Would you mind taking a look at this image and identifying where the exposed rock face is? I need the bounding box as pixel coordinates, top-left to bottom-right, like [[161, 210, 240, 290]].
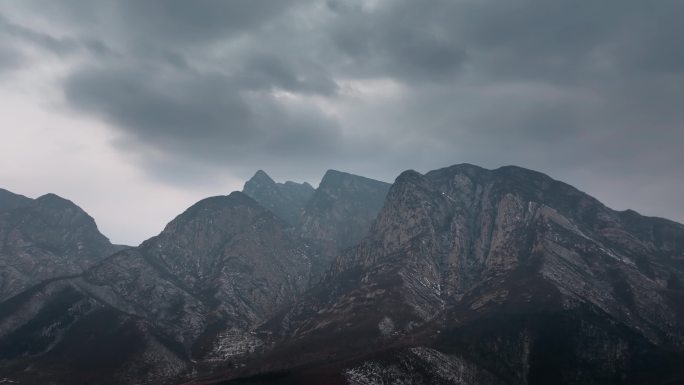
[[257, 164, 684, 384], [0, 190, 119, 302], [242, 170, 315, 226]]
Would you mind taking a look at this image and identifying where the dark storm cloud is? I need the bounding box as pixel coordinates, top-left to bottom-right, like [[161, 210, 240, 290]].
[[326, 0, 468, 82], [64, 62, 344, 185], [1, 0, 683, 220], [110, 0, 307, 45]]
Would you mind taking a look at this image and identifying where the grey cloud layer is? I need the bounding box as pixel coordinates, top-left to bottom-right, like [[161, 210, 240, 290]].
[[1, 0, 683, 220]]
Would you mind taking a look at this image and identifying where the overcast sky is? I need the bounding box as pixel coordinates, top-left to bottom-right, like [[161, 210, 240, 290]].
[[1, 0, 683, 245]]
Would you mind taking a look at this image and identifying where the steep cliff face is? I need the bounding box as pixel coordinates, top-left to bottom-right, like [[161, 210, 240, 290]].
[[242, 170, 315, 226], [259, 164, 684, 384], [0, 190, 118, 302]]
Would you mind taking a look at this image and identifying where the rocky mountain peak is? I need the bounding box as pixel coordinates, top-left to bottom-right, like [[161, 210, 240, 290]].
[[144, 191, 281, 274], [252, 169, 275, 183], [75, 188, 316, 369], [129, 190, 313, 316], [35, 192, 74, 205]]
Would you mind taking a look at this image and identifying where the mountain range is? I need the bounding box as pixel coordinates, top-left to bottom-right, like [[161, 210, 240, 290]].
[[0, 164, 682, 385]]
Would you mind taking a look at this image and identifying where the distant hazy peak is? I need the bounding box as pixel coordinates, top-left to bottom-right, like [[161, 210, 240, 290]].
[[242, 170, 315, 226], [319, 169, 390, 188], [249, 169, 276, 184]]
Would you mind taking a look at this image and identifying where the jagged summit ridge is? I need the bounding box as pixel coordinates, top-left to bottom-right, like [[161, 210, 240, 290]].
[[300, 169, 391, 249], [242, 170, 314, 226]]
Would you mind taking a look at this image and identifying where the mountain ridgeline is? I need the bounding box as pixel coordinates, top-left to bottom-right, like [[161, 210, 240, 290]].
[[0, 165, 683, 385], [0, 189, 120, 302]]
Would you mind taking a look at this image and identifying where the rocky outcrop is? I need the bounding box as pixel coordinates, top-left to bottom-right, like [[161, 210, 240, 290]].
[[0, 190, 119, 302], [242, 170, 314, 226]]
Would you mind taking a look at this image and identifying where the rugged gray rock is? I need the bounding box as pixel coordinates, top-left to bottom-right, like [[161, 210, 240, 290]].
[[1, 165, 684, 385], [0, 190, 119, 302]]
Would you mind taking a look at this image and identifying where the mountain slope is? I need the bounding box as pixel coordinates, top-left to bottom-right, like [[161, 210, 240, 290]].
[[0, 192, 315, 384], [85, 192, 313, 350], [0, 190, 119, 302], [0, 277, 187, 384]]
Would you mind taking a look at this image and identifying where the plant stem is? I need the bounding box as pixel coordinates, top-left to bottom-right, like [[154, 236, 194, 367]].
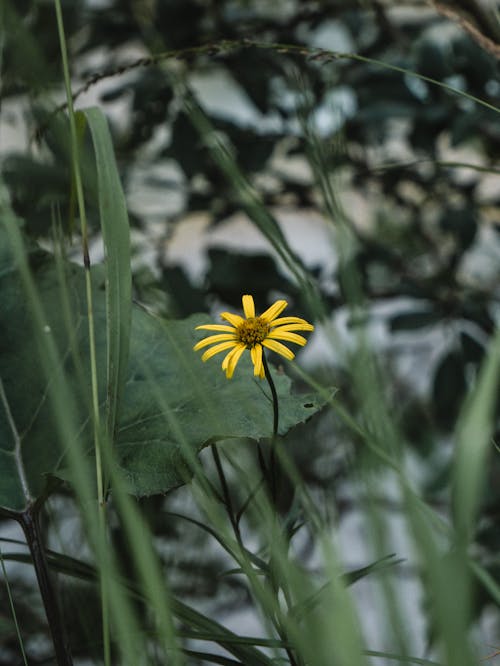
[[262, 353, 279, 437], [236, 477, 264, 527], [262, 353, 279, 503], [18, 505, 73, 666], [261, 356, 303, 666], [212, 444, 242, 545]]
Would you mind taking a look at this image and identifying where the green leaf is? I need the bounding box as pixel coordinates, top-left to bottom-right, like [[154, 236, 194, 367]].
[[0, 228, 327, 511], [79, 107, 132, 443], [115, 311, 325, 496]]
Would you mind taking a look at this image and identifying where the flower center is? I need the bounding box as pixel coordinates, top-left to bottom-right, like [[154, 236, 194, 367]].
[[236, 317, 270, 348]]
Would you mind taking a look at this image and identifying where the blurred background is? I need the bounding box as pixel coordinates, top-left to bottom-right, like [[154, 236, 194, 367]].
[[1, 0, 500, 664]]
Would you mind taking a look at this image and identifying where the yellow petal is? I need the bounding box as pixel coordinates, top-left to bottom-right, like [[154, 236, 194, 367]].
[[193, 334, 237, 351], [195, 324, 236, 332], [221, 311, 244, 327], [268, 330, 307, 346], [222, 343, 242, 369], [270, 317, 314, 330], [223, 344, 246, 379], [201, 341, 237, 362], [242, 294, 255, 319], [250, 344, 263, 377], [260, 299, 288, 323], [262, 338, 295, 360]]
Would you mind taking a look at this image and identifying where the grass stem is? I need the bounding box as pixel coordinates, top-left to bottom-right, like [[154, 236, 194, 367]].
[[18, 505, 73, 666]]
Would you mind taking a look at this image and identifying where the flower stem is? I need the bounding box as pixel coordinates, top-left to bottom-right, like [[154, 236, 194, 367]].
[[262, 353, 279, 437], [18, 505, 73, 666], [262, 353, 279, 503]]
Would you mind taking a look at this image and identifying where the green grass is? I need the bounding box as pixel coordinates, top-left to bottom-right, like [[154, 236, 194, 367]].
[[1, 2, 499, 665]]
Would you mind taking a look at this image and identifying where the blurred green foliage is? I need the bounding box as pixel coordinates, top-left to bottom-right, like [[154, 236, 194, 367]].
[[1, 0, 500, 663]]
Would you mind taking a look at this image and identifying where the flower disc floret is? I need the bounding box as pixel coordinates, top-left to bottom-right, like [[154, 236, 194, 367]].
[[193, 294, 314, 379], [236, 318, 270, 348]]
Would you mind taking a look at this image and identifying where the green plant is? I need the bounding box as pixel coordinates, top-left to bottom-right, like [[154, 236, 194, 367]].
[[1, 1, 500, 665]]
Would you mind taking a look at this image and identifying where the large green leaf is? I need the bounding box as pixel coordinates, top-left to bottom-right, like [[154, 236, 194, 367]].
[[118, 313, 324, 496], [0, 230, 327, 511]]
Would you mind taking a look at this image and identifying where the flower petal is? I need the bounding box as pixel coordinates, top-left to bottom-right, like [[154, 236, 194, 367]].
[[270, 317, 314, 330], [268, 330, 307, 346], [242, 294, 255, 319], [262, 338, 295, 360], [271, 323, 314, 334], [260, 299, 288, 323], [222, 344, 246, 379], [193, 334, 237, 351], [222, 343, 245, 369], [250, 344, 263, 377], [195, 324, 236, 332], [221, 311, 244, 327], [201, 341, 237, 362]]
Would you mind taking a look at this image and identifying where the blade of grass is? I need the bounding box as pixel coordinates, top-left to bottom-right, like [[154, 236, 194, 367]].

• **What this task involves**: Set down every entry above verbatim, without pictures.

• **Answer to this problem**:
Would you mind taking a look at this image and identifying where the exposed rock face is? I need the bounding box as pixel coordinates, top-left to bottom-right, like [[161, 210, 240, 290]].
[[257, 164, 684, 384], [0, 190, 119, 302], [242, 170, 315, 226]]
Would you mind taking a look at this image and identifying where the dark storm cloud is? I need the bounding box as pixel coordinates, top-left to bottom-right, like [[161, 210, 240, 290]].
[[326, 0, 468, 82], [64, 62, 344, 185], [1, 0, 683, 220], [110, 0, 307, 45]]
Would you mind taking a look at this image and identifying where the grey cloud layer is? I need the bounding box as pixel coordinates, top-left to bottom-right, like [[161, 210, 240, 290]].
[[1, 0, 683, 220]]
Would you mind taking a look at this image and identifying where the overcast sky is? I need the bounding box as pixel coordinates, top-left to bottom-right, like [[161, 210, 240, 290]].
[[1, 0, 683, 245]]
Would you mind taking a look at this image and identifying where the steep cliff face is? I need the bounding box as pixel coordinates, top-left to bottom-right, like [[161, 210, 240, 290]].
[[242, 170, 315, 226], [259, 164, 684, 384], [0, 190, 118, 302]]
Would you mind taking a look at this image and identifying where the rocky mountain peak is? I need the bounding box as pixel coordinates, top-left to bottom-right, like [[161, 210, 240, 290]].
[[144, 191, 281, 274], [252, 169, 275, 183], [75, 188, 316, 369], [129, 190, 313, 316], [35, 192, 74, 205]]
Would you mind taking a look at this image and identifying where the mountain range is? I need the bounding box as pixel coordinates, top-left to bottom-right, like [[161, 210, 240, 290]].
[[0, 164, 682, 385]]
Would you mind taking a look at this image and identifying where the distant hazy peak is? I need the bounding box as pixel coordinates, top-left to bottom-right, like [[161, 210, 240, 290]].
[[242, 170, 315, 226], [319, 169, 390, 188], [249, 169, 276, 184]]
Would you mind taking a look at this image and identifying where the jagged summit ridge is? I need the bounding box as pixel coordinates, top-left to bottom-right, like [[161, 210, 240, 290]].
[[300, 169, 391, 249], [242, 170, 314, 226]]
Would you mind taking a look at this image and identifying where the mountain ridgeline is? I need the bounding box as pixel coordinates, top-left to bottom-right, like [[161, 210, 240, 290]].
[[0, 165, 683, 385], [0, 189, 120, 302]]
Would you mind taking a look at this image and identifying where the rocky outcrop is? I need the bounding box as pixel coordinates, top-left to bottom-right, like [[161, 210, 240, 290]].
[[0, 190, 119, 302], [242, 170, 314, 226]]
Would you mind taking a look at this image and identifying where the rugged gray rock is? I need the bounding box as pixel coordinates, top-left to bottom-right, like [[161, 210, 240, 290]].
[[1, 165, 684, 385], [0, 190, 119, 302]]
Would you mind taking a look at this image and identifying where the mountain slope is? I need the bounding box as pixel coordinates, top-left to bottom-right, like [[161, 210, 240, 290]].
[[0, 192, 315, 384], [85, 192, 313, 350], [0, 190, 119, 302], [0, 277, 187, 384]]
Would you mind taking a look at this image and identifying where the plant stem is? I need the bounding box as pixel coordinates, top-left to bottom-right, like [[154, 236, 194, 367]].
[[262, 353, 279, 437], [236, 477, 264, 527], [262, 353, 279, 503], [18, 505, 73, 666], [261, 356, 303, 666], [212, 444, 242, 545]]
Would you mind taking a look at this image and identifying where the green leaf is? I need the bounding box as pixel coordinates, top-left to bottom-right, like [[154, 236, 194, 367]].
[[0, 228, 327, 511], [79, 107, 132, 443], [115, 311, 325, 496]]
Would you mind taking a look at this image and identifying where the flower center is? I need the bounding box as pixel coordinates, top-left to bottom-right, like [[154, 236, 194, 367]].
[[236, 317, 270, 348]]
Would you mind taking a look at this image and identifying where the blurred background is? I need the bounding box as pixel coordinates, top-left to bottom-right, like [[154, 236, 194, 367]].
[[1, 0, 500, 664]]
Would you mind taking a look at this image and identifying where the yellow petal is? I need the bounding box as pixel coordinates, top-left to bottom-right, like [[154, 236, 194, 367]].
[[193, 334, 237, 351], [195, 324, 236, 332], [221, 311, 244, 327], [268, 330, 307, 346], [222, 343, 242, 369], [270, 317, 314, 330], [223, 344, 246, 379], [201, 341, 237, 362], [242, 294, 255, 319], [250, 344, 263, 377], [260, 299, 288, 323], [262, 338, 295, 360]]
Would you mind taking a look at this image and identifying where the grass stem is? I need the bounding box as pixel coordinates, top-left to bottom-right, like [[154, 236, 194, 367]].
[[18, 505, 73, 666]]
Would you mind taking a look at this image and identifying where the flower stem is? I need the bounding box as pixel coordinates, top-left to bottom-right, like [[154, 236, 194, 367]].
[[262, 353, 279, 437], [18, 505, 73, 666], [262, 353, 279, 503]]
Would you mind taking a look at this image and identifying where the green grass is? I need the bounding box as pixel coordinates, top-left to bottom-right, like [[154, 236, 194, 367]].
[[1, 2, 499, 665]]
Would you mind taking a look at this image and identifying where the blurred green foliage is? I need the bounding box as pixel coordinates, top-left to bottom-right, like [[154, 236, 194, 367]].
[[1, 0, 500, 663]]
Would you mind taking a look at this image and identifying where the flower disc floret is? I need the bounding box as pixel coordinates, top-left to bottom-right, like [[154, 236, 194, 367]].
[[193, 294, 314, 379], [236, 318, 270, 348]]
Would you mind taking a look at this image and identifying where the green plant is? I need the bounding box as pixel coordinates, top-left to bottom-right, like [[154, 236, 194, 367]].
[[1, 1, 500, 665]]
Would you mind taking a look at this image and identifying where the large green leaf is? I need the bounding box as pixel coordinates, top-left to bottom-right, like [[154, 236, 194, 367]].
[[118, 313, 324, 496], [0, 230, 327, 511]]
Would you mind taking a look at this image and identifying where the flower petal is? I need the bounding box as pixel coordinates, top-left to bottom-right, like [[154, 236, 194, 367]].
[[270, 317, 314, 330], [268, 330, 307, 346], [242, 294, 255, 319], [262, 338, 295, 360], [271, 323, 314, 334], [260, 299, 288, 323], [222, 344, 246, 379], [193, 334, 237, 351], [222, 343, 245, 369], [250, 344, 263, 377], [195, 324, 236, 332], [221, 311, 244, 327], [201, 341, 237, 362]]
Would you mind taking a look at this image and identifying where the blade of grass is? I need the bounding box as pixel coordinates, top-left to bottom-right, like [[154, 236, 194, 367]].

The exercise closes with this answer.